→ STATED TASK 1: Translate the sentence "当 y = 1 时候, \(P\left(y \mid x \right) = \hat y\)" from the logistic regression notes below into English.

Vectorizing Logistic Regression with Gradient Descent on m Examples

n: # attributes, m: #training examples; W: n by 1 matrix; X : n by m matrix (every columns is one training example, every row is each attributes); b: 1 by m matrix (with the same number)
\(Z = W^T X + b = np.dot\left(w.T, x\right) + b\), Z is 1 by m matrix
\(A = \sigma\left( Z \right)\) , A is 1 by m matrix
\(dZ = A - Y\), dZ is 1 by m matrix
\(dW = \frac{1}{m} X dZ^T\) dW is n by 1 matrix
\(db = \frac{1}{m} \sum_{i=1}^m dz^{\left( i\right)} = \frac{1}{m} np.sum\left(dZ \right)\), db is a number
\(w := w - \alpha dw; \space b:= b - \alpha db\)

Logistic Regression Cost Function 演变

\[P\left( y \mid x \right) = \hat y ^y \left( 1 - \hat y \right) ^{1-y} \tag{1}\label{eq1}\]

当 y = 1 时候, \(P\left(y \mid x \right) = \hat y\)
当 y = 0 时候, \(P\left(y \mid x \right) = 1 - \hat y\)

\[\text{take the log of (1): } y log \hat y + \left( 1- y \right) log \left(1 - \hat y \right)\]

Loss function 加上负号因为想要make probability large, we want to minimize loss function, minimize loss function corresponding to maximize the log of the probability

同理: 我们想最大化probability: \(\prod_{i=1}^m p\left( y^{\left(i \right)} \mid x^{\left(i \right)} \right)\) 也等于最小化 \(- \frac{1}{m} \sum_{i=1}^m log\left( y^{\left(i \right)} \mid x^{\left(i \right)} \right)\)

Forward Propagation

Forward Prop on m Examples

for i = 1 to m:
\(\space \space \space \space \space z^{\left[ 1 \right] \left( i \right)} = W^{\left[ 1 \right]} x^{\left( i \right)} + b^{\left[ 1 \right]}\)
\(\space \space \space \space \space a^{\left[ 1 \right] \left( i \right)} = \sigma \left(z^{\left[ 1 \right] \left( i \right)} \right)\)
\(\space \space \space \space \space z^{\left[ 2 \right] \left( i \right)} = W^{\left[ 2 \right]} a^{\left[1 \right] \left( i \right)} + b^{\left[ 2 \right]}\)
\(\space \space \space \space \space a^{\left[ 2 \right] \left( i \right)} = \sigma \left(z^{\left[ 2 \right] \left( i \right)} \right)\)

→ STATED TASK 2: Filter the rows below, keeping every line that contains the string "concrete". Case counts.

→ PROVIDED DATA:

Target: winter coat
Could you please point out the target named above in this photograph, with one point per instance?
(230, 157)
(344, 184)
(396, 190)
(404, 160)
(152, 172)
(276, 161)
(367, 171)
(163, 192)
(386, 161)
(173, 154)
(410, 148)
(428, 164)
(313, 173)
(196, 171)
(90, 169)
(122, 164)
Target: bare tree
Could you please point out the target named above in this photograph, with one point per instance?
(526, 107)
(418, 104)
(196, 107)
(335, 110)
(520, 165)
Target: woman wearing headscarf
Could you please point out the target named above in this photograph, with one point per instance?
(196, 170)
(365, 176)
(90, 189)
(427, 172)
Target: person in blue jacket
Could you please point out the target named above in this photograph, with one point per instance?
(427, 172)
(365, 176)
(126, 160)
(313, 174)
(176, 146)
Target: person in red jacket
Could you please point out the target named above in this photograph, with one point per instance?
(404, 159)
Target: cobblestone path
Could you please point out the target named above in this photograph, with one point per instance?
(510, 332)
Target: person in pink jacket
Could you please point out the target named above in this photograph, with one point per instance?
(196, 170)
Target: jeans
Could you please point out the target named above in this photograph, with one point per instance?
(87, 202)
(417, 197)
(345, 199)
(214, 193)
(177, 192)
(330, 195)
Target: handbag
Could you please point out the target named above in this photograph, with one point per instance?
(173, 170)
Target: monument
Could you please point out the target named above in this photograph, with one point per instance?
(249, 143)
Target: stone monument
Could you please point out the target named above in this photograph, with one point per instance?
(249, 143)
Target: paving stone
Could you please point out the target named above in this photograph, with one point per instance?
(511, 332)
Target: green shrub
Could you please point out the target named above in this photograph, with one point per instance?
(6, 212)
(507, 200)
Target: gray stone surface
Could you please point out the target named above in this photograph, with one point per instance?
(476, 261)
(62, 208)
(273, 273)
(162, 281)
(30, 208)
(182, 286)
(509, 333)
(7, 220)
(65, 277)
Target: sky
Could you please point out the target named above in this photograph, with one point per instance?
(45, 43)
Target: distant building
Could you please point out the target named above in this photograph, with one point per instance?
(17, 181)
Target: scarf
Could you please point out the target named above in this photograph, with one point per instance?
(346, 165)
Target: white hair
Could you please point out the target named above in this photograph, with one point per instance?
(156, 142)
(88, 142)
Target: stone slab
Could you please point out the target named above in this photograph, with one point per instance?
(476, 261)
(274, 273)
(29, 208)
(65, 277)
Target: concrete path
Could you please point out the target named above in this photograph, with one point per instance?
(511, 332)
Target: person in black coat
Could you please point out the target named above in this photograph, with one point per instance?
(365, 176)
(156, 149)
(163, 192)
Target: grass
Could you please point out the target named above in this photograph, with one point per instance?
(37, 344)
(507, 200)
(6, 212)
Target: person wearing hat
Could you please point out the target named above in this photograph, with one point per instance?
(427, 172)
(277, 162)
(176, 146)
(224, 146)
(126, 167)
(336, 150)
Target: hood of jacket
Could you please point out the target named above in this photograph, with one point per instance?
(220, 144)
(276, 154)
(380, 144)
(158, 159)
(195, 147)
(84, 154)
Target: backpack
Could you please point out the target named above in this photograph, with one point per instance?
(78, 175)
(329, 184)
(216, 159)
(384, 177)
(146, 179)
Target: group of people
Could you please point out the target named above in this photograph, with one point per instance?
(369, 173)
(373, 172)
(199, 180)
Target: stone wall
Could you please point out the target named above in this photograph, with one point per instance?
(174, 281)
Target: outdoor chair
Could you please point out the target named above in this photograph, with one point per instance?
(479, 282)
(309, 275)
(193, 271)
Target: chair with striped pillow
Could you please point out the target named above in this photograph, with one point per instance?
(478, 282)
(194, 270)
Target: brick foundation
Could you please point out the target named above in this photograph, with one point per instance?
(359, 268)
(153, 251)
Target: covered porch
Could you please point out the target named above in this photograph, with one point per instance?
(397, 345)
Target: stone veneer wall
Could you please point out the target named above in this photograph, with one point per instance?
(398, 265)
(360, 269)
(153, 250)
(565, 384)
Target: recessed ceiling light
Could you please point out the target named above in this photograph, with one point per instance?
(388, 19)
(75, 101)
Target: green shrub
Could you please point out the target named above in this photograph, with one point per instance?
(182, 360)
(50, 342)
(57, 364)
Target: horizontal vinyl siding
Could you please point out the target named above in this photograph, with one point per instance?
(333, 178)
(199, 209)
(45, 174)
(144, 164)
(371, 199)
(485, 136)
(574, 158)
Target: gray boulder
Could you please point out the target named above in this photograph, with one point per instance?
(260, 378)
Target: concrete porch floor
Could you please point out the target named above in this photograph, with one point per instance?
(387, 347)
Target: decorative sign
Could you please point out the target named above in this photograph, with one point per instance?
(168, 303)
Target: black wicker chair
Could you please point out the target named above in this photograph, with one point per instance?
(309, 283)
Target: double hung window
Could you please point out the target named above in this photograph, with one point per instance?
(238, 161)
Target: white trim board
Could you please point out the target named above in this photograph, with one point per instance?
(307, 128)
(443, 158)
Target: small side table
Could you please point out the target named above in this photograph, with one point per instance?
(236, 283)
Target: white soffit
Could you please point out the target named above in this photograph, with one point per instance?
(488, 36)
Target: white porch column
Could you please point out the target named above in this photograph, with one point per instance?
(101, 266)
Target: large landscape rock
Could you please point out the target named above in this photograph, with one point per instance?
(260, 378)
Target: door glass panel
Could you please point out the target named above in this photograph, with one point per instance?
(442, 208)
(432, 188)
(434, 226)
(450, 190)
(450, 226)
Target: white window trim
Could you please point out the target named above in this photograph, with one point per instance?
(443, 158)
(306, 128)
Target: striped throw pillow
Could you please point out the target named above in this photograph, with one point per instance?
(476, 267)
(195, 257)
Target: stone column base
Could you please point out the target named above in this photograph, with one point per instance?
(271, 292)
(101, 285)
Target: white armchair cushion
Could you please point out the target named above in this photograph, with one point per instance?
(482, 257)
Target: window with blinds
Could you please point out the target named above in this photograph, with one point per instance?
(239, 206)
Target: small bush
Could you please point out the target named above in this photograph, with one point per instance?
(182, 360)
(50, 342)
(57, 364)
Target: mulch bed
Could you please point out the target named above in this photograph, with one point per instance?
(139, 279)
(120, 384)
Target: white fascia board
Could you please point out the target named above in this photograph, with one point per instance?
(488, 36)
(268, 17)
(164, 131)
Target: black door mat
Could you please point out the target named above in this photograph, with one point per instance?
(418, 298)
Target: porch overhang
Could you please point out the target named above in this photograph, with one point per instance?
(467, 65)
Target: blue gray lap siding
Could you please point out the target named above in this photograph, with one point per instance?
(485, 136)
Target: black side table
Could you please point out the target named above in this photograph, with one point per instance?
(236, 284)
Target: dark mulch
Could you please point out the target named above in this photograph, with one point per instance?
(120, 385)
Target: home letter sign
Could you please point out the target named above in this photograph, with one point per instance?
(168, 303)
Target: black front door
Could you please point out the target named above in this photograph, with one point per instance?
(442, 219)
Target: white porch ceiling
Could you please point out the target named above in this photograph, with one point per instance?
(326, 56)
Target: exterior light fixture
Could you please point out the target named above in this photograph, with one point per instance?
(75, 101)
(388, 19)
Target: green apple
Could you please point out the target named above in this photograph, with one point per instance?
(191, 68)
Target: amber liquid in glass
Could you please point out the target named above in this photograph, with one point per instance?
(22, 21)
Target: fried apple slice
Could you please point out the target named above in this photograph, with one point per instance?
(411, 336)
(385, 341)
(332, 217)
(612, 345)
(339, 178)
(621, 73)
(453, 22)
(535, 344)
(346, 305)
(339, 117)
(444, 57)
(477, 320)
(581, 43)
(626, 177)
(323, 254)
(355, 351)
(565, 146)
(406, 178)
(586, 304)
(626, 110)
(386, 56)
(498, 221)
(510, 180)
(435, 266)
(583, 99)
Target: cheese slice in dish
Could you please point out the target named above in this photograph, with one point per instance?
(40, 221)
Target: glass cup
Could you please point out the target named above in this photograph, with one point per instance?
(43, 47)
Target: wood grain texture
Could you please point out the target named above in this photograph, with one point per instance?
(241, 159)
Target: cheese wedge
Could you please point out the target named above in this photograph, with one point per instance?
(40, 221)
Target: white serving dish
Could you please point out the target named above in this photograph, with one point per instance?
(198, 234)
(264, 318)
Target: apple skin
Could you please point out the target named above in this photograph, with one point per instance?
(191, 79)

→ FINAL ANSWER 1: When y = 1, \(P\left(y \mid x \right) = \hat y\)

→ FINAL ANSWER 2:
Target: concrete path
Target: concrete porch floor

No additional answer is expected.